_Exercise details_.
Nothing in the records may be altered. Repeat them in full.

** Opening Dataset excerpts block **

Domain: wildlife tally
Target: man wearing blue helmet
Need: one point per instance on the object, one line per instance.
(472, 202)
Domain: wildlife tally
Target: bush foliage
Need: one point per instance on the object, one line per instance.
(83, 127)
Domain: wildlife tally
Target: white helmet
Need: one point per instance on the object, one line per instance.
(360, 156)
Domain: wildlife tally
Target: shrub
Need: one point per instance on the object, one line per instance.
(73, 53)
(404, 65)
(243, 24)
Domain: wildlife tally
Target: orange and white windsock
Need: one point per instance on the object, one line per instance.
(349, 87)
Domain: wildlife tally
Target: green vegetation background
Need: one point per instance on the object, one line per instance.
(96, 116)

** Closing Dataset excerpts block **

_Response box_.
Domain: wildlife tally
Target: man wearing blue helmet
Need: one point per instance on the object, one line per instance.
(472, 202)
Domain: wildlife tally
Target: bush foliage
Need: one point per instance on the object, one line per instance.
(83, 127)
Domain: wildlife tally
Target: white helmet
Need: one point per instance on the object, one line per instance.
(360, 156)
Domain: wildlife tally
Target: shrub
Need: one point per instance on the object, one line per instance.
(73, 53)
(404, 65)
(243, 24)
Domain: wildlife tally
Target: orange and white windsock
Need: one point per instance on the object, one line per instance.
(349, 87)
Domain: wildlife tally
Target: green vegetation background
Need: one point per instance on the object, one line per instance.
(96, 116)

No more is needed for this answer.